Supplied material:
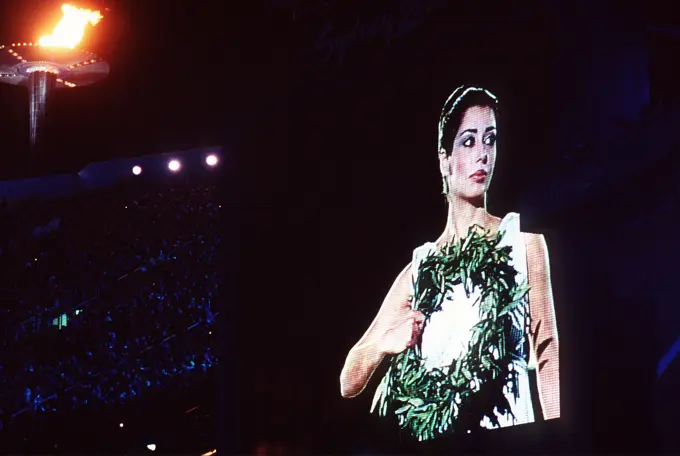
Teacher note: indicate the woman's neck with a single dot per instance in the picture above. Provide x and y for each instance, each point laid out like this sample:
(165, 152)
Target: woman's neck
(462, 215)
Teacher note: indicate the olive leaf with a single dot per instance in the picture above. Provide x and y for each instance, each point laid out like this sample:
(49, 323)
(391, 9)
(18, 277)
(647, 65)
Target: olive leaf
(434, 402)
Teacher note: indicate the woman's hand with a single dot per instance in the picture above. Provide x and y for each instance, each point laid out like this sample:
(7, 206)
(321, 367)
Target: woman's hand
(402, 333)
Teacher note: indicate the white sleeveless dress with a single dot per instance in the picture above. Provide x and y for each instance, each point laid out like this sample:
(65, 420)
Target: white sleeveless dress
(447, 334)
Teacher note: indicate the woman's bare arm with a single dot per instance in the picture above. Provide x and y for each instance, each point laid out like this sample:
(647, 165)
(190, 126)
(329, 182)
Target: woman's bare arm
(368, 353)
(544, 325)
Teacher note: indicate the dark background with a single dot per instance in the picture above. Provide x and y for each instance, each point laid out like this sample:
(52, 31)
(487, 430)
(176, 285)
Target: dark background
(333, 182)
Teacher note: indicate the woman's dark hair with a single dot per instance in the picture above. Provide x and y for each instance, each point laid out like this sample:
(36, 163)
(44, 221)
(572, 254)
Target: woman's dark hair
(463, 98)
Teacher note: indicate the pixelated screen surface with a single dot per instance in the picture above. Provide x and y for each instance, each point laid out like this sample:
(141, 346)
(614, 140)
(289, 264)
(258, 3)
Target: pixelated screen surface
(467, 331)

Directions for this task: Could you transcribe every entry above exactly, leaving out the images?

Answer to this task:
Teacher note: indicate the woman's neck with a single dot per instance in the picture above. Provide x and y for each instance, each point laid out like this sample:
(165, 152)
Target: woman's neck
(462, 215)
Teacher note: indicate the olive leaf with a single dot per instance in the picture above. Provide x and y for each instance, each point laid out like this sample:
(49, 323)
(391, 9)
(18, 277)
(647, 65)
Target: olive leaf
(434, 402)
Teacher note: indicate the woman's hand with a single dot per instance in the picture above. Provide x and y for each instance, each point laid out like this sample:
(7, 206)
(321, 367)
Target: woman's hand
(402, 333)
Teacher note: indicate the white sleeveless dress with a single dot per instance in the picture above. Provide x and y for each instance, each point laid out like this sample:
(65, 420)
Target: white sleeveless dress
(447, 334)
Teacher note: indicate the woman's bare arm with a single dot per instance in the picture above. Provide x and y for each instance, each point laid out like this sample:
(647, 165)
(190, 126)
(329, 182)
Target: woman's bare arm
(368, 353)
(544, 325)
Teacher note: indicate the dark background with a single dot per instance in the picture above. Provide x and y for each instance, each point laid out like this sample:
(52, 31)
(487, 430)
(176, 285)
Target: dark background
(333, 182)
Teacher note: indicate the woman's dark hair with a single dot per instance in the picture above. Provide x and y for each instance, each point laid out like this sample:
(36, 163)
(44, 221)
(572, 254)
Target: woman's dark hair
(463, 98)
Teacher note: indicate the pixelated screen surface with a single dot per instance in the picture above. Provide x and y for each instance, each point laid out like this sample:
(141, 346)
(614, 140)
(289, 264)
(258, 3)
Target: pixelated screen surface
(467, 331)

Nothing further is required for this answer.